_Assignment_
Retrieve each line that contains the word "wooden" from the entries below.

(Beginning of Supplied material)

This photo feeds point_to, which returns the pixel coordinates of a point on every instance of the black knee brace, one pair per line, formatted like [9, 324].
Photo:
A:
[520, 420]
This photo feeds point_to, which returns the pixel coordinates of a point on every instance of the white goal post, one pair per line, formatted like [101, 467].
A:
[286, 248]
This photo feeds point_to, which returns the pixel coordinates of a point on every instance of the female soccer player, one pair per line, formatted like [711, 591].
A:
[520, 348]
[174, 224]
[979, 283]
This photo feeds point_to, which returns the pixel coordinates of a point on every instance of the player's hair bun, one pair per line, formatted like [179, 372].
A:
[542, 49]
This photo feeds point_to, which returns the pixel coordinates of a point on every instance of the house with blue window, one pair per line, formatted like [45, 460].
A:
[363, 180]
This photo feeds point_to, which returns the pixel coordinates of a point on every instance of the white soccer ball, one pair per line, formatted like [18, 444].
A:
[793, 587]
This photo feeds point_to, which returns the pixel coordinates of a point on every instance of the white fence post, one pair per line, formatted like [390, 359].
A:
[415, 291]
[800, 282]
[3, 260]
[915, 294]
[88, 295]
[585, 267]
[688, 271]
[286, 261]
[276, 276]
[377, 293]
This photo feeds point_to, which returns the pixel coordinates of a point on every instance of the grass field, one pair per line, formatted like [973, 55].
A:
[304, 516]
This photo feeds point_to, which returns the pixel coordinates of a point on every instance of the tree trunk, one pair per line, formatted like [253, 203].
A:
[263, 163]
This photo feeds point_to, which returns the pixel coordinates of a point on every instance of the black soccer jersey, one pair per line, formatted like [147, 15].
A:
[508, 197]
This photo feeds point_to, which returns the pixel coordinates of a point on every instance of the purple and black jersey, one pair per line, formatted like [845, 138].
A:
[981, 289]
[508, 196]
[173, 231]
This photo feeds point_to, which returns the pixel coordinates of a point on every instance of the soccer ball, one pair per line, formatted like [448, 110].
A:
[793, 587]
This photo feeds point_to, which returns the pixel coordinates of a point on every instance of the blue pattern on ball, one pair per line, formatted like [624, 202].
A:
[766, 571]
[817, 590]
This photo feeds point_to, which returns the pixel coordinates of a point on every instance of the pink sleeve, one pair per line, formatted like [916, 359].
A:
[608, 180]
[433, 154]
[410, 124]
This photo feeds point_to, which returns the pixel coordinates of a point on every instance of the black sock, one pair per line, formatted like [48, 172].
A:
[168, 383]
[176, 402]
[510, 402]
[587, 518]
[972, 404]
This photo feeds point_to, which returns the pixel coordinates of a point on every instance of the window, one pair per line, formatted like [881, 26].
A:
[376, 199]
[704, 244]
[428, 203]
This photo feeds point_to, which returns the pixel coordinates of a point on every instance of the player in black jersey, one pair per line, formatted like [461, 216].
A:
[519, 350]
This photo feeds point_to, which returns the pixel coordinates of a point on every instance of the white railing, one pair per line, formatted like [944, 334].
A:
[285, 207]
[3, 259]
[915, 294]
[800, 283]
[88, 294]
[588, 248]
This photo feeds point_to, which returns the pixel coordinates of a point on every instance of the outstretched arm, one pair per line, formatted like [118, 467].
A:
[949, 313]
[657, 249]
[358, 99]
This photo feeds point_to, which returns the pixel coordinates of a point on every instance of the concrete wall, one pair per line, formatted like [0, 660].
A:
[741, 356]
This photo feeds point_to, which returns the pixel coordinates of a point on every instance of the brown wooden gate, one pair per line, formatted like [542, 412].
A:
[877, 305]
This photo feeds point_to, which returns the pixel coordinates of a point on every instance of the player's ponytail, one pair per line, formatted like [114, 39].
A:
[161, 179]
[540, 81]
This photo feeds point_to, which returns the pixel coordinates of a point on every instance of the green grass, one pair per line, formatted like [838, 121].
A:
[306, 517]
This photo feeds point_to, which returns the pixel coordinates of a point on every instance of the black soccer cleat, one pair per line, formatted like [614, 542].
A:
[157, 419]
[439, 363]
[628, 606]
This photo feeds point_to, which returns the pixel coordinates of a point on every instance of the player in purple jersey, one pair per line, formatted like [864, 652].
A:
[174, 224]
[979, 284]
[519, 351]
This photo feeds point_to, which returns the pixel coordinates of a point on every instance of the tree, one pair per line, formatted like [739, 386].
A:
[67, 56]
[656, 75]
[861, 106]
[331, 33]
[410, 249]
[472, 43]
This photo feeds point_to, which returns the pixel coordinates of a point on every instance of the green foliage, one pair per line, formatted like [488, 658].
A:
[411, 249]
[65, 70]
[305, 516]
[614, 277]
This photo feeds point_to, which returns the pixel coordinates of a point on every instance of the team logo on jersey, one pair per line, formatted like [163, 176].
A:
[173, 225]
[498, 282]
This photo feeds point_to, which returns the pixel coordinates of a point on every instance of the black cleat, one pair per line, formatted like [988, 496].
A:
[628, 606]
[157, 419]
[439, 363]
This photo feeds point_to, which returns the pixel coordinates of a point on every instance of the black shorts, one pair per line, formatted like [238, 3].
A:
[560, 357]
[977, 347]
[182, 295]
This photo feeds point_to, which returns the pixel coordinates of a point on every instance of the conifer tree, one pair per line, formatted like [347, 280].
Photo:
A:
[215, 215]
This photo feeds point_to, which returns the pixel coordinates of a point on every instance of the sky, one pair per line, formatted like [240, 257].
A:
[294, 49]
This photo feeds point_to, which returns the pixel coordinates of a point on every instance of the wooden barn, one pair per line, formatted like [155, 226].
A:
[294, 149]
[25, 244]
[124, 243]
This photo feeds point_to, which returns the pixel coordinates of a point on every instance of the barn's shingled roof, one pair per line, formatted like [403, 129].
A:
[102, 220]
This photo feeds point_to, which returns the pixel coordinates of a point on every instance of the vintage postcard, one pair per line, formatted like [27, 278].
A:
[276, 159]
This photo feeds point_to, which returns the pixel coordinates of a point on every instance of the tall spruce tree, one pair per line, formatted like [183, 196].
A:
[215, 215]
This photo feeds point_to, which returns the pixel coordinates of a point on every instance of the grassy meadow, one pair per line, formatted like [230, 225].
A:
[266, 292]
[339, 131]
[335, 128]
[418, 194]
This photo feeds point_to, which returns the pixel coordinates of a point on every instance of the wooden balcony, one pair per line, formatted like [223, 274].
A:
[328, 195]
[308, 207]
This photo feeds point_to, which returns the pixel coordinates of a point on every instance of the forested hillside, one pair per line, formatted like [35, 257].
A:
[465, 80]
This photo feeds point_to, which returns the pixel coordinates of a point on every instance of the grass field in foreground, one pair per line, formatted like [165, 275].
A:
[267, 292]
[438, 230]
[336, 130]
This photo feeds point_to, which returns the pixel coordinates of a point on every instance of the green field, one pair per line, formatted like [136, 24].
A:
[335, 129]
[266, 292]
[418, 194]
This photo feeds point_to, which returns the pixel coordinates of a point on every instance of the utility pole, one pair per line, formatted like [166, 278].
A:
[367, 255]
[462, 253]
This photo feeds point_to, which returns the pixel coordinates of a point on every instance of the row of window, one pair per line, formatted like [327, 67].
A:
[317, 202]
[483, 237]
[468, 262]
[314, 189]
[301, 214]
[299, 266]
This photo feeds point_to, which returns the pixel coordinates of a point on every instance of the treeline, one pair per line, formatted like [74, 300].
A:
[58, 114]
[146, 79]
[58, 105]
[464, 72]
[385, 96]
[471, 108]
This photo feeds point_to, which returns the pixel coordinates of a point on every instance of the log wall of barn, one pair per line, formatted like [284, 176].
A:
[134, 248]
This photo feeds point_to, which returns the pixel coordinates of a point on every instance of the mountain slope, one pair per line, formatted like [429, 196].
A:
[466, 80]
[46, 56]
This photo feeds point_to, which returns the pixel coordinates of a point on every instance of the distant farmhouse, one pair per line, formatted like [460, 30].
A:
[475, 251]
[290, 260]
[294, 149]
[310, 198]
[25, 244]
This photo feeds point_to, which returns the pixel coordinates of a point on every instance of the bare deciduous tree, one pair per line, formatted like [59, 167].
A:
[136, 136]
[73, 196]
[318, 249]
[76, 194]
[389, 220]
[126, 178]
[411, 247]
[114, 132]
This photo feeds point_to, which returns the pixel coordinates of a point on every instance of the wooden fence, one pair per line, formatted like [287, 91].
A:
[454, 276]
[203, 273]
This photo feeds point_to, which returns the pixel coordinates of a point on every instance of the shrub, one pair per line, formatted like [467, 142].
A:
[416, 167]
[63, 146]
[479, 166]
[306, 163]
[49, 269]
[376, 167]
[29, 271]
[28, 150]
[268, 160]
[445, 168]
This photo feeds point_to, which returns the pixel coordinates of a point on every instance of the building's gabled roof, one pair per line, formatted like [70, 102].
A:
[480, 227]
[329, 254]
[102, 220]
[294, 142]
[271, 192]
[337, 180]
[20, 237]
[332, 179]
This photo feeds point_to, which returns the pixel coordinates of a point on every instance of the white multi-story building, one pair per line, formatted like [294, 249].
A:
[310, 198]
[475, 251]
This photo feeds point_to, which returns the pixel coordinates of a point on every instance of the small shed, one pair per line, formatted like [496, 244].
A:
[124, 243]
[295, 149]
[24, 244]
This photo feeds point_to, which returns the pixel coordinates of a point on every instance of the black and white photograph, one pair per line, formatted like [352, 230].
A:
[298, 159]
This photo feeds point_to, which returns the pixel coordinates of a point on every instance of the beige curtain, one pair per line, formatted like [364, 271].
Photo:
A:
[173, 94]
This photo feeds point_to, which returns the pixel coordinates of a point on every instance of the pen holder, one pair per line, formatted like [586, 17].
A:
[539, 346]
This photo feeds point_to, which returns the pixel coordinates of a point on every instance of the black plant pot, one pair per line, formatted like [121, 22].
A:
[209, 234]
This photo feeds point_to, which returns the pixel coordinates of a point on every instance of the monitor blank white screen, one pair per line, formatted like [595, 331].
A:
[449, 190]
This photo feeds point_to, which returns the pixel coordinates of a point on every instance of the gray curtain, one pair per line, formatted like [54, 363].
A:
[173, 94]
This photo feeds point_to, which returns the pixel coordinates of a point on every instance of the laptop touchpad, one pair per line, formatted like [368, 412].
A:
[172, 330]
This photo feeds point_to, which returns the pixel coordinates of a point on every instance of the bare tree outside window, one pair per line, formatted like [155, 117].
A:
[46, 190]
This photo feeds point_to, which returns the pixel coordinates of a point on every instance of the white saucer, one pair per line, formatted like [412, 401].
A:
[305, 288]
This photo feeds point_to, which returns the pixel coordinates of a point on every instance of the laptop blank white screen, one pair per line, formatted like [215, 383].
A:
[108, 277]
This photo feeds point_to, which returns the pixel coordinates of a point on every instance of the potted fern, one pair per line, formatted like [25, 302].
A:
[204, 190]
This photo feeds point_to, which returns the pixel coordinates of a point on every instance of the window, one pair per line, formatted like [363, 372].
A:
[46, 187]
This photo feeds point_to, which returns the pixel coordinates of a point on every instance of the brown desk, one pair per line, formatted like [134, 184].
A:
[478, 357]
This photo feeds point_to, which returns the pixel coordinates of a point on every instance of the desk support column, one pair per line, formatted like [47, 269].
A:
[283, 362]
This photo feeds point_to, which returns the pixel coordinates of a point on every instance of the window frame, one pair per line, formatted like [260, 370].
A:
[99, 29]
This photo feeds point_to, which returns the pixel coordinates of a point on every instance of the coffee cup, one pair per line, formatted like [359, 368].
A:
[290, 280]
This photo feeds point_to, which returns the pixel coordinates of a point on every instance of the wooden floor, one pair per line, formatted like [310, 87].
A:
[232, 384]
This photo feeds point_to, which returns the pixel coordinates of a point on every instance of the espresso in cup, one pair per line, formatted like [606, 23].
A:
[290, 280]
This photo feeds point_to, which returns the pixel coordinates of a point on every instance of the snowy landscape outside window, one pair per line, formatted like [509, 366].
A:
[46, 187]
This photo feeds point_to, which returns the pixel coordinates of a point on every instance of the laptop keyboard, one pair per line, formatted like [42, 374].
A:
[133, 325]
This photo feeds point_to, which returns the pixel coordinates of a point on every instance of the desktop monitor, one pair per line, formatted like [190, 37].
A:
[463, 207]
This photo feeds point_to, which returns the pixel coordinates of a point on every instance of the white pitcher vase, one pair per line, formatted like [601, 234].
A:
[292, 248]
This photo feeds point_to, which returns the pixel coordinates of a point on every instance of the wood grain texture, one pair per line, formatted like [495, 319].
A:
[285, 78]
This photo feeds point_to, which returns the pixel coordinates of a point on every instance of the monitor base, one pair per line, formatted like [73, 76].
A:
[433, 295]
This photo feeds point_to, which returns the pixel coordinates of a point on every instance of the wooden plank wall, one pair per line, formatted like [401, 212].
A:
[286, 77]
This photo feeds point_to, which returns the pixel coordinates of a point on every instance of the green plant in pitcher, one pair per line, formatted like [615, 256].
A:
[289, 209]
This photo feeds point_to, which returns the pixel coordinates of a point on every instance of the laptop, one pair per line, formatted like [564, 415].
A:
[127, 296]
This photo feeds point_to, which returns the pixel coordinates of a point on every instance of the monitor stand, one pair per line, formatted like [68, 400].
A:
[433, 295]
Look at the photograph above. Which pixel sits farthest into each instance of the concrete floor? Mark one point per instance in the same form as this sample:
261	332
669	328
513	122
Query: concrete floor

(End of Supplied material)

_Response to the exercise_
This photo feeds point_to, which returns the pixel coordinates of a point on every instance of the brown wooden gate, one pair per line, formatted like [542, 412].
This photo feeds point_to, which returns the pixel coordinates of a point on every instance of the wooden barn, one pair per line, formatted like [155, 226].
This photo feeds point_to, which returns the pixel coordinates of a point on every instance of the wooden balcony, one pair per line, formatted like [223, 274].
This photo feeds point_to, which returns the pixel coordinates of a point on every instance of the wooden fence, one pair per line, formatted like [287, 91].
This photo feeds point_to, which returns the pixel coordinates of a point on every instance of the wooden floor, one pair per line, formatted like [310, 87].
This photo feeds point_to, which returns the pixel coordinates of a point on every instance of the wooden plank wall, one pair per line, formatted like [401, 212].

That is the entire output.